──────── Extrait du texte ────────
En France, la politique des technopôles des années 1970-80 – qui rentre dans la catégorie plus générale des Sciences Parks – a décliné cette vision du développement économique adossée à la spécialisation. Elles ont poussé en très grand nombre et un peu partout sur le territoire.
 
Les années 2000 consacrent la doctrine d’une performance économique fondée sur la production et l’utilisation des connaissances. L’État va s’appuyer sur le rapport de Christian Blanc, Pour un écosystème de la croissance, pour initier la politique des pôles de compétitivité. Ce sont des clusters technologiques où doit primer la mise en réseau de compétences complémentaires. L’on doit y trouver des académiques qui produisent des connaissances, des TPE/PME et des grands comptes qui utilisent et qui valorisent ces mêmes connaissances sur des marchés à travers de nouveaux produits et services. Au fond, ce sont des super-technopôles avec, en ligne de mire, l’éternelle Silicon Valley californienne qui depuis plus d’un siècle fait figure d’écosystème emblématique lorsque l’on parle de technologie. Pour Christian Blanc, il n’y a pas plus de 15 territoires en France qui présentent la masse critique nécessaire pour garantir la compétitivité et la visibilité à l’internationale. On compte aujourd’hui 71 pôles de compétitivité dont certains, par agrégation de forces locales, sont devenus des Instituts de Recherche Technologique (IRT), nouvel avatar d’une politique hexagonale technologique mais surtout gigogne. Car, en effet, l’ambition est souvent la même : favoriser l’innovation, le transfert technologique et la valorisation à travers des programmes collaboratifs. Mais sans jamais supprimer l’existant… Alors, le poids des structures qui s’empilent devient considérable. Les logiques d’acteurs qui, souvent, jouent au jeu des chaises musicales entre ces différentes structures et la présence d’administrations centrales qui, in fine, vont décider de ce qui se fera ou ne se fera pas, interrogent sérieusement l’efficacité de cette gestion faussement décentralisée de l’innovation et de la recherche. Et désormais, pour fédérer, stimuler et mettre en valeur les acteurs d’une filière, il faudra également compter avec le quartier numérique. Mais pourquoi ?
────────
__Consignes__:
**a.** Répondez brièvement aux questions suivantes à partir du texte sur les pôles de compétitivité.
(i) Sur quel rapport l'État s'appuie-t-il pour initier la politique des pôles de compétitivité ?
(ii) Combien de pôles de compétitivité compte-t-on aujourd'hui ?
(iii) Selon Christian Blanc, combien de territoires français présentent au plus la masse critique nécessaire ?
**b.** Résumez en deux phrases le texte sur les pôles de compétitivité.
**c.** Rédigez la suite du texte sur les politiques technologiques françaises, à partir de « Mais pourquoi ? ».
──────── Données extraites ────────
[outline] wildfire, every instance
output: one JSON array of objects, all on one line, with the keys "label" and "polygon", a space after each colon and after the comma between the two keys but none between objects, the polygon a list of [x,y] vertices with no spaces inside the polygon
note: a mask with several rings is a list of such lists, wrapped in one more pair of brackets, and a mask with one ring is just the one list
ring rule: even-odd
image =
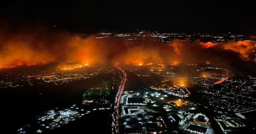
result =
[{"label": "wildfire", "polygon": [[[90,66],[116,63],[138,66],[163,63],[195,65],[206,61],[213,64],[228,57],[233,58],[233,55],[228,54],[233,53],[239,54],[243,60],[255,59],[256,47],[251,40],[217,43],[176,39],[167,43],[149,38],[143,41],[124,41],[118,38],[97,39],[93,36],[85,38],[68,32],[43,31],[35,34],[26,31],[0,34],[0,68],[55,63],[64,65],[60,68],[62,69],[72,70],[88,66],[87,60]],[[209,48],[212,49],[206,49]],[[211,51],[213,51],[209,52]],[[227,51],[233,53],[225,53]],[[236,56],[233,59],[236,61]]]},{"label": "wildfire", "polygon": [[78,66],[73,66],[72,67],[69,68],[64,68],[62,70],[73,70],[75,68],[81,68],[81,67],[85,67],[85,66],[89,66],[89,60],[87,60],[86,63],[85,63],[84,65]]},{"label": "wildfire", "polygon": [[212,46],[214,46],[217,45],[218,43],[212,43],[211,42],[208,42],[206,43],[201,42],[201,43],[199,43],[199,44],[200,45],[201,45],[201,46],[202,46],[202,47],[203,47],[206,48],[208,48],[209,47],[211,47]]}]

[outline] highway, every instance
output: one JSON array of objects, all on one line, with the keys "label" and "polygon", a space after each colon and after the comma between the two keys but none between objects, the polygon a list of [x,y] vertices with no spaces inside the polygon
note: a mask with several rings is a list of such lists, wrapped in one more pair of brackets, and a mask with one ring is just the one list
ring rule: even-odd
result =
[{"label": "highway", "polygon": [[118,69],[121,71],[123,74],[122,80],[120,83],[120,86],[118,89],[118,91],[116,94],[115,98],[115,102],[113,105],[114,106],[114,112],[112,114],[112,134],[119,134],[119,106],[122,96],[124,92],[125,89],[125,82],[127,80],[127,74],[126,72],[121,68],[118,66],[115,66]]}]

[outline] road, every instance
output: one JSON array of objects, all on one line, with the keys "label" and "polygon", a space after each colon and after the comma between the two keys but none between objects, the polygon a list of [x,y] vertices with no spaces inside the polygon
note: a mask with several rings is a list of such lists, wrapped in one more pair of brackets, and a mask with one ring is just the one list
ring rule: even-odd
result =
[{"label": "road", "polygon": [[123,77],[122,77],[122,79],[120,84],[120,86],[119,86],[118,91],[117,92],[116,95],[116,98],[115,98],[115,102],[113,104],[114,110],[114,112],[112,114],[112,134],[119,134],[119,120],[120,113],[120,103],[121,101],[121,99],[122,98],[122,94],[124,92],[124,90],[125,89],[125,82],[126,82],[126,80],[127,80],[127,74],[126,74],[125,71],[121,68],[118,66],[115,66],[115,67],[119,70],[121,71],[123,73]]}]

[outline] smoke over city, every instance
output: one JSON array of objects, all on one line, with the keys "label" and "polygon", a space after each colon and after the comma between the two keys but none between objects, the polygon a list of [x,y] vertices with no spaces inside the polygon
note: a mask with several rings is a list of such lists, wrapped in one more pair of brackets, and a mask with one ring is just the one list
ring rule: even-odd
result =
[{"label": "smoke over city", "polygon": [[[58,63],[60,69],[83,66],[151,63],[221,64],[255,60],[256,47],[250,40],[203,42],[189,38],[171,43],[146,34],[137,40],[98,39],[42,29],[0,31],[0,67]],[[146,39],[145,39],[146,38]]]}]

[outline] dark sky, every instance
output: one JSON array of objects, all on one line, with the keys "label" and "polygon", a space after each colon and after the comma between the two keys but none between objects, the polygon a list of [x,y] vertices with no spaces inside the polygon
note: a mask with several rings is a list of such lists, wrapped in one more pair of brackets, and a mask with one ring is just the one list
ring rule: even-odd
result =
────────
__Corrigés des exercices__:
**a.**
(i) Sur le rapport de Christian Blanc, « Pour un écosystème de la croissance ».
(ii) 71.
(iii) Pas plus de 15.

**b.** Après les technopôles des années 1970-80, l'État a lancé dans les années 2000, sur la base du rapport de Christian Blanc, les pôles de compétitivité, des clusters technologiques qui mettent en réseau académiques, TPE/PME et grands comptes et dont on compte aujourd'hui 71. Comme les structures s'empilent sans que l'existant soit supprimé et que les administrations centrales décident in fine, l'efficacité de cette gestion faussement décentralisée de l'innovation et de la recherche est sérieusement interrogée.

**c.**
Un cluster, cela se fabrique-t-il ?

En 1961, Jane Jacobs produit un grand livre sur les dynamiques urbaines, le déclin et la survie des villes. Son angle n’est pas exactement celui de l’économie et des clusters mais avec le recul son analyse apparaît d’une évidente modernité. Son ouvrage est complexe et extraordinairement fécond pour avant tout penser la mixité. « Dans nos villes, nous avons besoin de toutes les formes de diversité possibles, entremêlées de façon à se compléter les unes les autres », dit-elle. Aussi, Jane Jacobs est contre les planificateurs qui pensent la ville à travers ses grandes fonctions et qui l’aménagent en conséquence. Le quartier des affaires, le quartier des divertissements, les quartiers résidentiels, les quartiers fermés, et donc en creux, les quartiers pauvres, les quartiers ouverts, vibrants ou les ruelles se mélangent aux grandes avenues, les grandes enseignes aux boutiques de quartier. Les riches coexistent avec les pauvres. C’est cette mixité fonctionnelle et sociale à laquelle aspire Jane Jacobs, une ville des frottements où les idées s’échangent facilement et où l’atmosphère urbaine se charge constamment en nouveauté. C’est évidemment difficile à maintenir tant les grandes villes sont rongées par la gentrification et l’embourgeoisement des quartiers. Souvent, un cosmopolitisme aseptisé vient chasser la créativité alors que celle-ci va apparaître des plus essentielles pour comprendre aujourd’hui comment l’économie numérique s’articule aux territoires. Contrairement à Michael Porter, le message de Jane Jacobs est un plaidoyer en faveur de la diversité et de l’ouverture comme gage d’efficacité et de performance.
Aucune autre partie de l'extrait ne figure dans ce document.